(Region pointing data)
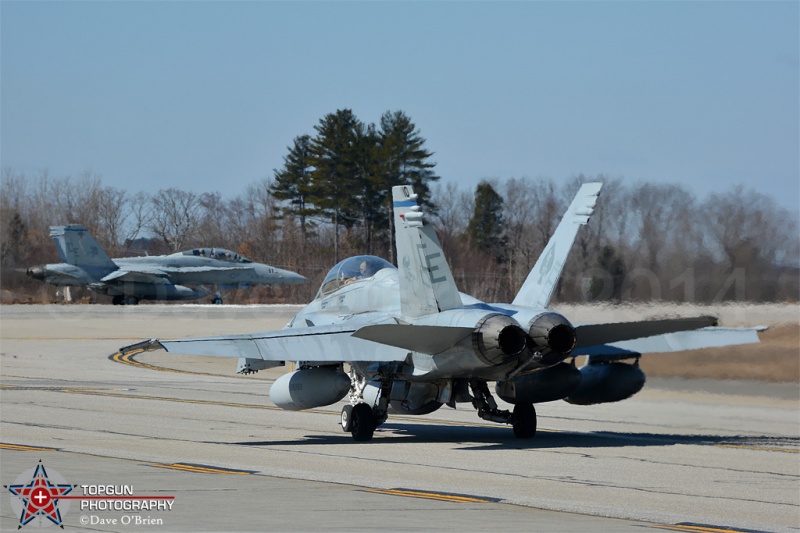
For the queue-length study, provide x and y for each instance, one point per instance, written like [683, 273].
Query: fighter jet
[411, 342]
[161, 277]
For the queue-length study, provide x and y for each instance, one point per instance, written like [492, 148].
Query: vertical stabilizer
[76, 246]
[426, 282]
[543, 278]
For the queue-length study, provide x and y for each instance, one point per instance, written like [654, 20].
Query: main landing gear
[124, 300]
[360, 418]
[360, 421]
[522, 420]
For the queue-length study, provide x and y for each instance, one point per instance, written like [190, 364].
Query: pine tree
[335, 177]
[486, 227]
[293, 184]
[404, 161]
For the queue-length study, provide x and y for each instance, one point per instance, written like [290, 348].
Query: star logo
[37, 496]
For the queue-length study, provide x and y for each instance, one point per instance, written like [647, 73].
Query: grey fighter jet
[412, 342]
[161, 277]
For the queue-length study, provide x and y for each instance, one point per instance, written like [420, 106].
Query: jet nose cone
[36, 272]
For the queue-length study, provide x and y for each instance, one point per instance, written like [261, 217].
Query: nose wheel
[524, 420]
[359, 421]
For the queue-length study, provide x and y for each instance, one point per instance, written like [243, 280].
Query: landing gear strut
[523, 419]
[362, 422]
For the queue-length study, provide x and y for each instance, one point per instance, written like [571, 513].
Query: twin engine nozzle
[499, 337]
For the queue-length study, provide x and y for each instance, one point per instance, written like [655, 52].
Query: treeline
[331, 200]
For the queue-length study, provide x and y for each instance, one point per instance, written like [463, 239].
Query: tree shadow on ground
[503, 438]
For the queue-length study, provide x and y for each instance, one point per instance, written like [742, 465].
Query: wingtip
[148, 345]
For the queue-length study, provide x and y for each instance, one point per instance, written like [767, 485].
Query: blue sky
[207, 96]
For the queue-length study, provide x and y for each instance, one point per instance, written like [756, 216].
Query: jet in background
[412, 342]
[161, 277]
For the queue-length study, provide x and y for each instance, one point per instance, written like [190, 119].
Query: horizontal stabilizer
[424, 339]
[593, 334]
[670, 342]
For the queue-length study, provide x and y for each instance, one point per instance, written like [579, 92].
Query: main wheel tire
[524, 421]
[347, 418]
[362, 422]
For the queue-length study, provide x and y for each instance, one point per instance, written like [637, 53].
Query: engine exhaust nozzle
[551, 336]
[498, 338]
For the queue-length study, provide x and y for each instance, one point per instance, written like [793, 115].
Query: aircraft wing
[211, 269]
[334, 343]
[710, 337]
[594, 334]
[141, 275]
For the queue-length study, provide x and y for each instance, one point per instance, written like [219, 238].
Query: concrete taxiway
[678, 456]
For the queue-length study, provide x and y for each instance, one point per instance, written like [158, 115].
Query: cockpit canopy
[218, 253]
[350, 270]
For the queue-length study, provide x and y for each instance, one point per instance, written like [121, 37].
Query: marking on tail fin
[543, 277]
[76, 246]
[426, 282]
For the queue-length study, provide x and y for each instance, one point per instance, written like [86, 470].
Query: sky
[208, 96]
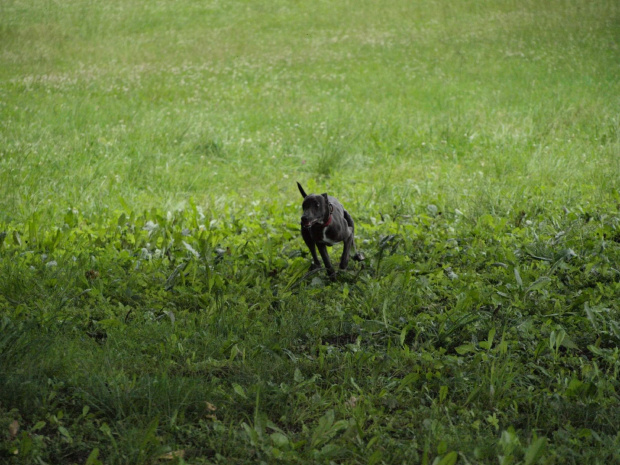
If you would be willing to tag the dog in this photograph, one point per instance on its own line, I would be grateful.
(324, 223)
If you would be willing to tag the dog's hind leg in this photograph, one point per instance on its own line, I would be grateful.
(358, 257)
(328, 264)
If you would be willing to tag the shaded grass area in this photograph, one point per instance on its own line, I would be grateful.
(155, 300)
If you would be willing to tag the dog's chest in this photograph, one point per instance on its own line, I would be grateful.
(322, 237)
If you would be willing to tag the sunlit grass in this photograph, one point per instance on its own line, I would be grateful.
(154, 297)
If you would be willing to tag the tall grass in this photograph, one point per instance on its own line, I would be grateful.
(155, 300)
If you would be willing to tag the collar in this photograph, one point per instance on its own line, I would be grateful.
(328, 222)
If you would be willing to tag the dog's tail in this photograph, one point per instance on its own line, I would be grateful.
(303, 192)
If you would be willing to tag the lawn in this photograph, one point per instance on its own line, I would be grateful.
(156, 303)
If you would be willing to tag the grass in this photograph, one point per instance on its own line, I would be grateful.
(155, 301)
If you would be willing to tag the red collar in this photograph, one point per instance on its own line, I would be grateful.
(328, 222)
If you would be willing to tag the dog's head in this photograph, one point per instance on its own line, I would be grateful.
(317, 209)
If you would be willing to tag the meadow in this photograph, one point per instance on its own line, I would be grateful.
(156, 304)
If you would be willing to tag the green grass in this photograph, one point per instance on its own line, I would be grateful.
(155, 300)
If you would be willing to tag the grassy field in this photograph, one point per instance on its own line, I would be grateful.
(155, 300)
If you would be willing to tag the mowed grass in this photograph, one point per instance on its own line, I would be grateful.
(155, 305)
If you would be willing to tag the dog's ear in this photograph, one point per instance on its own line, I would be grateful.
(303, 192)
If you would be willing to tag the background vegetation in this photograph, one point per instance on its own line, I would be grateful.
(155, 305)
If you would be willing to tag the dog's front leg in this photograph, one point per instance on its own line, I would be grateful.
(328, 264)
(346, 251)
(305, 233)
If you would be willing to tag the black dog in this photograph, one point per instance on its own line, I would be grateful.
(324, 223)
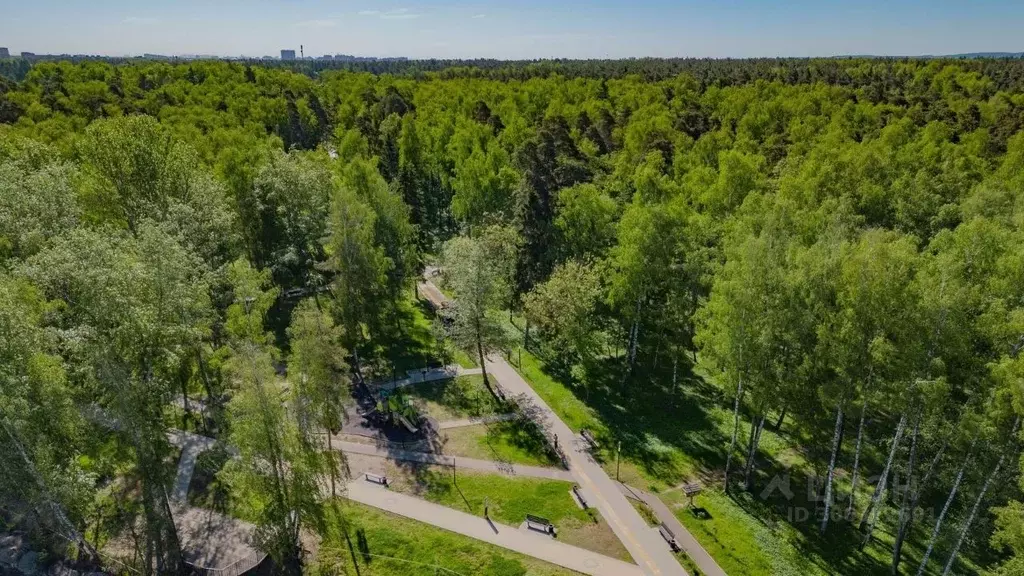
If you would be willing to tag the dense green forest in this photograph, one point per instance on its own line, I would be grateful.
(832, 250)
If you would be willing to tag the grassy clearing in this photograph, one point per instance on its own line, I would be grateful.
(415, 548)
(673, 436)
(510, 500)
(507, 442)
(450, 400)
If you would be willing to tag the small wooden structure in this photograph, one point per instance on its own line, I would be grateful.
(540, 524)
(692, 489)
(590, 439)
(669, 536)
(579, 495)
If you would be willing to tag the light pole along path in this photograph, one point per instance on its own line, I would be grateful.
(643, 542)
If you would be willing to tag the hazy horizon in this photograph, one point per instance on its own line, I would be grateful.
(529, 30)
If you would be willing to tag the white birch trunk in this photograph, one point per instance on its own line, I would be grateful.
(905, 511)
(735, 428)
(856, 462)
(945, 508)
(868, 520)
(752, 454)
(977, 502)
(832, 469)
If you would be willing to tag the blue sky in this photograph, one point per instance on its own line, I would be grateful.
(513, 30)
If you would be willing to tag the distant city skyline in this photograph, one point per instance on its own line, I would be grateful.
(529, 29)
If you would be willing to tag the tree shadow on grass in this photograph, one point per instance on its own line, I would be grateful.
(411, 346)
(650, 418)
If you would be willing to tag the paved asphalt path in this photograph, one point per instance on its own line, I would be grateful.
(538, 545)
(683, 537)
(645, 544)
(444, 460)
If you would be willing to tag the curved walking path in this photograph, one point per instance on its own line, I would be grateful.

#### WHAT NEEDS TO BE DONE:
Repeat exactly the lines from the first line of the records above through the line containing "like [190, 364].", both included. Leave out the pictures.

#### ANSWER BOX:
For the queue-length study, provide x and y for each instance, one point per instance, written like [683, 273].
Query: fighter jet
[411, 342]
[161, 277]
For the queue-length study, provide x and y for each instance, one point per instance, written like [492, 148].
Query: vertical stabilizer
[76, 246]
[426, 282]
[543, 278]
For the queue-length study, provide x and y for each instance, one point per instance, written like [654, 20].
Query: main landing gear
[124, 300]
[360, 418]
[360, 421]
[522, 420]
For the queue-length study, provide x and y for each instance, one point per instance, written like [190, 364].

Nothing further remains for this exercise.